- Stated goal
Can you copy, word for word, the part of the kayak fishing thread below that opens with the words containing "Its little surprise" and closes with "fish this week...."?

- Source passage
I love it when I come across the grey nomads who've worked hard for years and are now cruising around wherever they want.....the younger ones join the Ulysees MC and go for their swinging breakfasts around the place! :shock:


----------



## DougOut (Dec 31, 2006)

Sunshine, snapper, mild winter days and yak-fish'n with Buddies ..... makes that 50 year wait all the more enjoyable, thanks for sharing Kev.


----------



## paulo (Nov 1, 2007)

Im 50 this year and that sure as hell aint going to happen to me this year. :twisted: :lol: 
They will be digging me up after Im dead each morning so I can go to work to pay off other people's bills I will still be responsible for.

Its little surprise that the most consistently successful yak fishos in this country live by the ocean and dont have to go to work every day. :shock:

Way to go Kev. You certainly have me envious of your life style... as usual. :twisted: :lol: :lol:


----------



## andybear (Jan 15, 2006)

Love mate, Just love it......

Must get out for a fish this week....

cheers Andybear


----------



## danthman74 (Jun 4, 2010)

What a great report, and great photos. Looks and sounds like a fantastic day. Colour me green with envy.

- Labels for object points
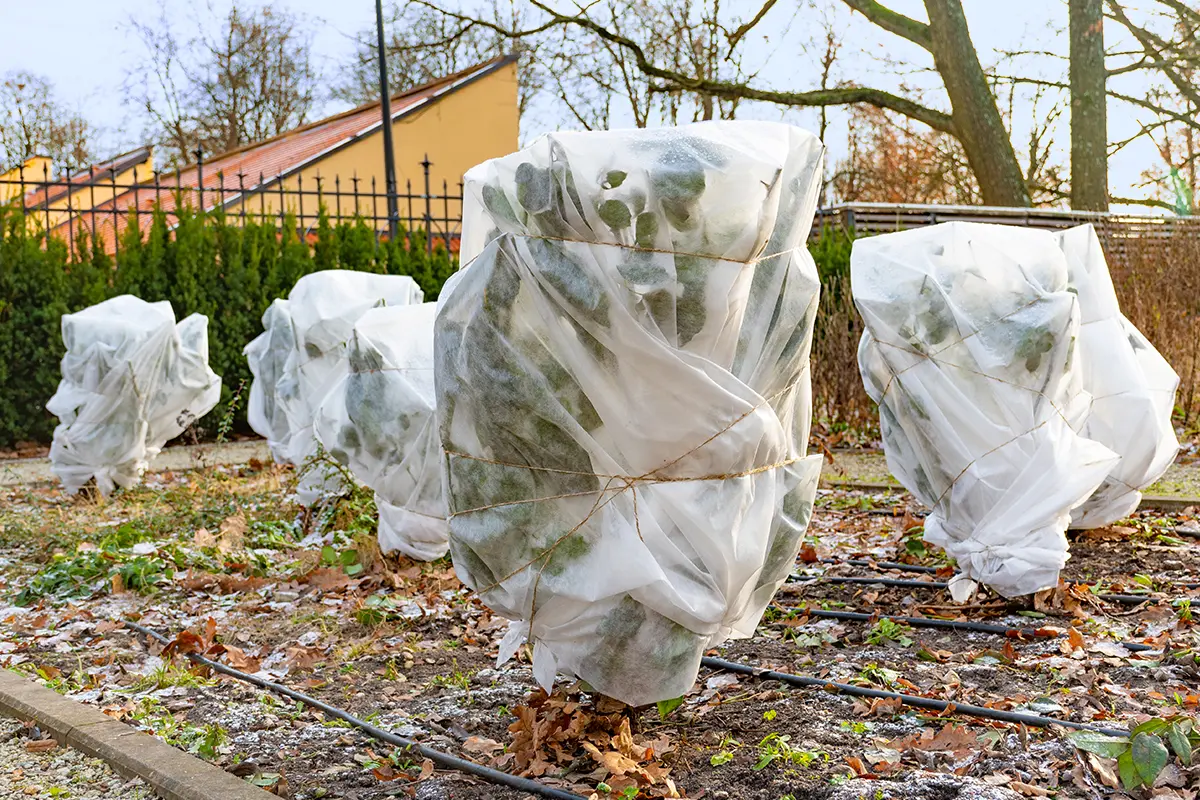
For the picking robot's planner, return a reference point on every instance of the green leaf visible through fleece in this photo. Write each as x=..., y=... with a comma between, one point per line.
x=667, y=707
x=1098, y=743
x=1150, y=757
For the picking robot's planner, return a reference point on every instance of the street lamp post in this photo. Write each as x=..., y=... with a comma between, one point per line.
x=389, y=155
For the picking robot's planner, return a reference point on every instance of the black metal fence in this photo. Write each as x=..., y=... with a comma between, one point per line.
x=105, y=203
x=1113, y=227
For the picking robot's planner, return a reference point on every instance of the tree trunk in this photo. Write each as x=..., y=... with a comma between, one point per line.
x=977, y=120
x=1089, y=108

- The solution
Its little surprise that the most consistently successful yak fishos in this country live by the ocean and dont have to go to work every day. :shock:

Way to go Kev. You certainly have me envious of your life style... as usual. :twisted: :lol: :lol:


----------



## andybear (Jan 15, 2006)

Love mate, Just love it......

Must get out for a fish this week....